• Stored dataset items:
########

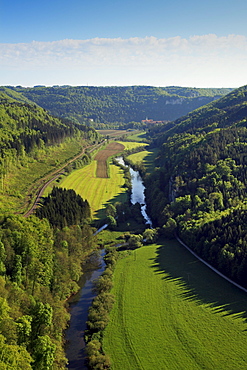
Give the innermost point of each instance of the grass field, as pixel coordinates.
(98, 191)
(26, 180)
(172, 312)
(131, 144)
(147, 157)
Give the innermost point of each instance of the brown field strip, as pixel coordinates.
(102, 156)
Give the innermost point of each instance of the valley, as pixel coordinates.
(156, 305)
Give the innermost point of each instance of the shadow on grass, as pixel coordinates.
(197, 282)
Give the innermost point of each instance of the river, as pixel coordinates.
(93, 268)
(79, 305)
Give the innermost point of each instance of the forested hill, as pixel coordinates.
(228, 110)
(119, 104)
(199, 188)
(27, 128)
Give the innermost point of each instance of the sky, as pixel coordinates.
(121, 43)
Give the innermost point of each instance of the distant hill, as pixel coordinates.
(199, 187)
(228, 110)
(26, 128)
(118, 104)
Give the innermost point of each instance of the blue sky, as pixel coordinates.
(96, 42)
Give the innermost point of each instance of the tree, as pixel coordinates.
(135, 241)
(169, 228)
(150, 235)
(43, 353)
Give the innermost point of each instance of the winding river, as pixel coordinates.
(93, 268)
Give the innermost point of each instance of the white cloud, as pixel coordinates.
(206, 60)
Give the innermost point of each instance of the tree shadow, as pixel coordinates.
(197, 282)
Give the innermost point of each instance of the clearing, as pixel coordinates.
(172, 312)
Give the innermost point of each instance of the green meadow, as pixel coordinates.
(98, 191)
(172, 312)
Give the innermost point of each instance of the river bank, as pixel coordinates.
(75, 349)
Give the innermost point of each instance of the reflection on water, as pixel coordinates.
(75, 348)
(137, 191)
(79, 305)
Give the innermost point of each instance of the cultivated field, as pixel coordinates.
(172, 312)
(131, 144)
(103, 155)
(146, 157)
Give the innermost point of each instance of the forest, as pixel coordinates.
(199, 187)
(116, 106)
(40, 258)
(197, 191)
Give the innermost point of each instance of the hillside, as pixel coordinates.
(119, 104)
(228, 110)
(40, 264)
(28, 134)
(199, 188)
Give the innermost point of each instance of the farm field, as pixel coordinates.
(103, 155)
(98, 191)
(131, 144)
(172, 312)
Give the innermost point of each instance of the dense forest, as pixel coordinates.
(199, 187)
(197, 191)
(40, 260)
(27, 129)
(116, 105)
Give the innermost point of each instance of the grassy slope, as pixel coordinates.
(147, 157)
(97, 191)
(172, 312)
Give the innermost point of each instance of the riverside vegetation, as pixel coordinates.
(195, 187)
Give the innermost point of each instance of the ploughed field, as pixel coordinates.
(102, 157)
(172, 312)
(99, 191)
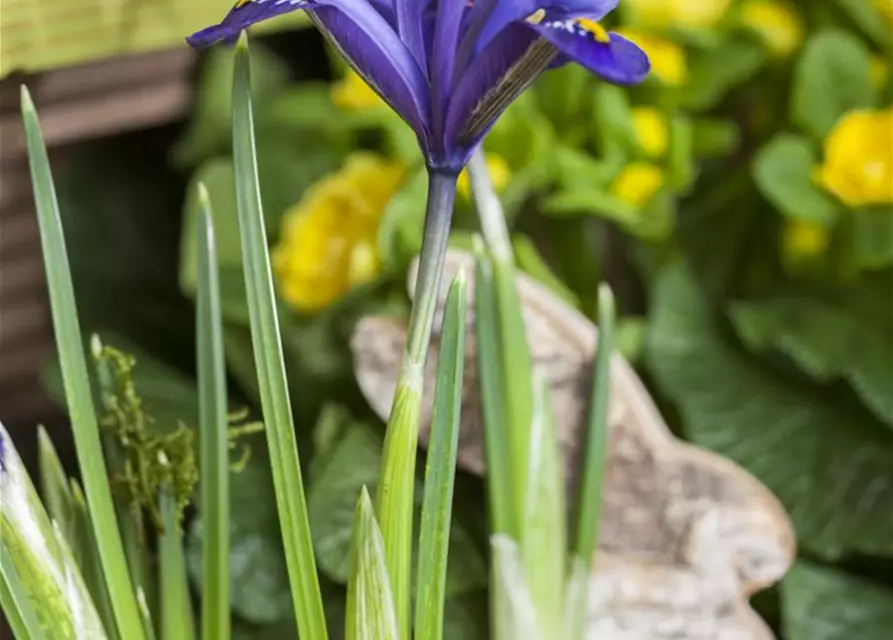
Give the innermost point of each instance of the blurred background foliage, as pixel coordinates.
(740, 203)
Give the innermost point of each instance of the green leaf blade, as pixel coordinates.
(370, 605)
(441, 468)
(213, 427)
(287, 478)
(76, 380)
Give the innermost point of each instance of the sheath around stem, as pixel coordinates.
(397, 480)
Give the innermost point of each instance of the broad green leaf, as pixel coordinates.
(831, 464)
(512, 614)
(37, 559)
(440, 470)
(831, 78)
(829, 338)
(76, 380)
(783, 172)
(282, 446)
(543, 534)
(827, 604)
(370, 606)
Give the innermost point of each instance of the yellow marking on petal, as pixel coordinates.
(652, 131)
(500, 174)
(595, 29)
(858, 158)
(638, 183)
(328, 240)
(537, 16)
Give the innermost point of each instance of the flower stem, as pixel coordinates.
(395, 490)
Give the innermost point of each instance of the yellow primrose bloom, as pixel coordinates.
(352, 93)
(638, 183)
(652, 131)
(858, 165)
(691, 14)
(777, 23)
(500, 173)
(803, 240)
(328, 243)
(879, 70)
(885, 8)
(668, 60)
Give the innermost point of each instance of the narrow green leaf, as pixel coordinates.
(213, 428)
(370, 606)
(543, 534)
(91, 565)
(75, 376)
(493, 405)
(513, 615)
(15, 602)
(285, 462)
(176, 609)
(440, 473)
(56, 494)
(589, 508)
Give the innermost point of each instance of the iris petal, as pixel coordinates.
(374, 50)
(618, 60)
(242, 16)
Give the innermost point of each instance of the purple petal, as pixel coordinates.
(242, 16)
(409, 26)
(443, 56)
(488, 86)
(373, 49)
(616, 60)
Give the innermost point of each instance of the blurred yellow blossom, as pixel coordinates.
(328, 243)
(858, 164)
(668, 59)
(352, 93)
(500, 172)
(879, 70)
(692, 14)
(652, 132)
(885, 8)
(638, 183)
(776, 22)
(803, 240)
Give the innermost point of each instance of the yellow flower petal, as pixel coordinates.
(668, 60)
(638, 183)
(652, 132)
(328, 240)
(777, 23)
(858, 163)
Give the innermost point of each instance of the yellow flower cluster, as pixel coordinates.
(328, 243)
(858, 162)
(639, 182)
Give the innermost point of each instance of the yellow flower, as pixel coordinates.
(858, 165)
(777, 23)
(352, 93)
(652, 132)
(668, 60)
(691, 14)
(500, 172)
(638, 183)
(328, 241)
(804, 241)
(879, 70)
(885, 8)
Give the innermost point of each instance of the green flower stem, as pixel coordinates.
(395, 490)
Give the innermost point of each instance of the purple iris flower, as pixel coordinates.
(450, 68)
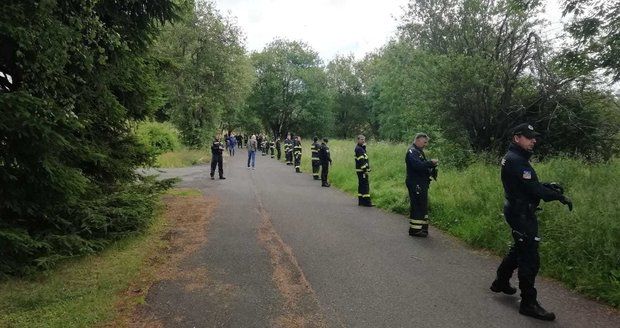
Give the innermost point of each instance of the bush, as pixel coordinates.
(159, 137)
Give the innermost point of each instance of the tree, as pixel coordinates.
(79, 75)
(348, 105)
(595, 29)
(290, 90)
(208, 75)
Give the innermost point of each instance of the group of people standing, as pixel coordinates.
(522, 191)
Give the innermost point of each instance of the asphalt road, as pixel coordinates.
(282, 251)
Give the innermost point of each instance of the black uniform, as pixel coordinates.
(288, 151)
(217, 158)
(316, 164)
(325, 160)
(272, 148)
(297, 155)
(362, 167)
(278, 149)
(419, 172)
(523, 193)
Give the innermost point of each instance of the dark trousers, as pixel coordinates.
(324, 172)
(315, 168)
(289, 158)
(363, 189)
(297, 162)
(418, 206)
(217, 161)
(523, 254)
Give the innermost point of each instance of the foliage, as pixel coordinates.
(595, 27)
(290, 93)
(206, 72)
(159, 137)
(80, 75)
(580, 248)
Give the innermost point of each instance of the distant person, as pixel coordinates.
(297, 154)
(316, 163)
(278, 148)
(288, 149)
(419, 172)
(362, 167)
(252, 148)
(325, 161)
(217, 158)
(523, 193)
(233, 144)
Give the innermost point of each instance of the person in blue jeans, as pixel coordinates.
(252, 147)
(232, 143)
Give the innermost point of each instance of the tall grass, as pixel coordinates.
(580, 248)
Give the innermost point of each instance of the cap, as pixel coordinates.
(526, 130)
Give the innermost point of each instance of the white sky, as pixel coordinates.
(330, 27)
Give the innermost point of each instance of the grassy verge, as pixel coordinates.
(91, 290)
(580, 248)
(184, 158)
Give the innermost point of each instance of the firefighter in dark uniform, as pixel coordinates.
(316, 164)
(362, 167)
(288, 149)
(278, 148)
(326, 160)
(523, 193)
(419, 173)
(217, 148)
(297, 154)
(272, 148)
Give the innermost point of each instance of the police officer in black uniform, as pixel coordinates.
(278, 148)
(419, 172)
(523, 193)
(316, 164)
(362, 167)
(217, 148)
(288, 149)
(326, 160)
(297, 154)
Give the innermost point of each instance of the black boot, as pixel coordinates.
(534, 310)
(499, 287)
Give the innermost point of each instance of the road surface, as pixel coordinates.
(281, 251)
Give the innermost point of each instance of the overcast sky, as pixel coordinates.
(330, 27)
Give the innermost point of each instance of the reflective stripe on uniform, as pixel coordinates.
(418, 222)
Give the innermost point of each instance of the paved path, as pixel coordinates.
(293, 254)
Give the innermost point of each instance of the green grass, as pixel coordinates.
(85, 292)
(183, 158)
(580, 248)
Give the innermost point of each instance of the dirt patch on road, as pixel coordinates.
(301, 307)
(187, 218)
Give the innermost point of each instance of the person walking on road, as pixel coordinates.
(297, 154)
(325, 160)
(278, 148)
(252, 146)
(217, 160)
(523, 192)
(316, 163)
(419, 172)
(288, 150)
(362, 167)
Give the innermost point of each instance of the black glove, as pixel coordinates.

########

• Task brief: Exact copies of the lines from the one holding "Give the innermost point of each instance of the overcast" through the last line above, and only those, make up the answer.

• Result for this exercise:
Give the innermost point of each instance of the overcast sky, as pixel coordinates.
(330, 27)
Give the innermost point of each instance of the reflective stripe on uniform, as pixel coordinates.
(418, 222)
Give the innermost point of each instance of the paved path, as pixel coordinates.
(293, 254)
Give the innermost point of each instance of the green grass, as pixel coordinates.
(85, 292)
(183, 158)
(580, 248)
Give the innermost point of each instance of the dirt patch on road, as pixel coordinates.
(301, 307)
(187, 218)
Give the innermost point of each instance of the person walking on road, as pixel coordinates.
(297, 154)
(325, 160)
(278, 148)
(252, 146)
(217, 160)
(523, 192)
(316, 163)
(419, 172)
(288, 150)
(362, 167)
Give the innermost point of each instance of the black glove, as pixel coordinates.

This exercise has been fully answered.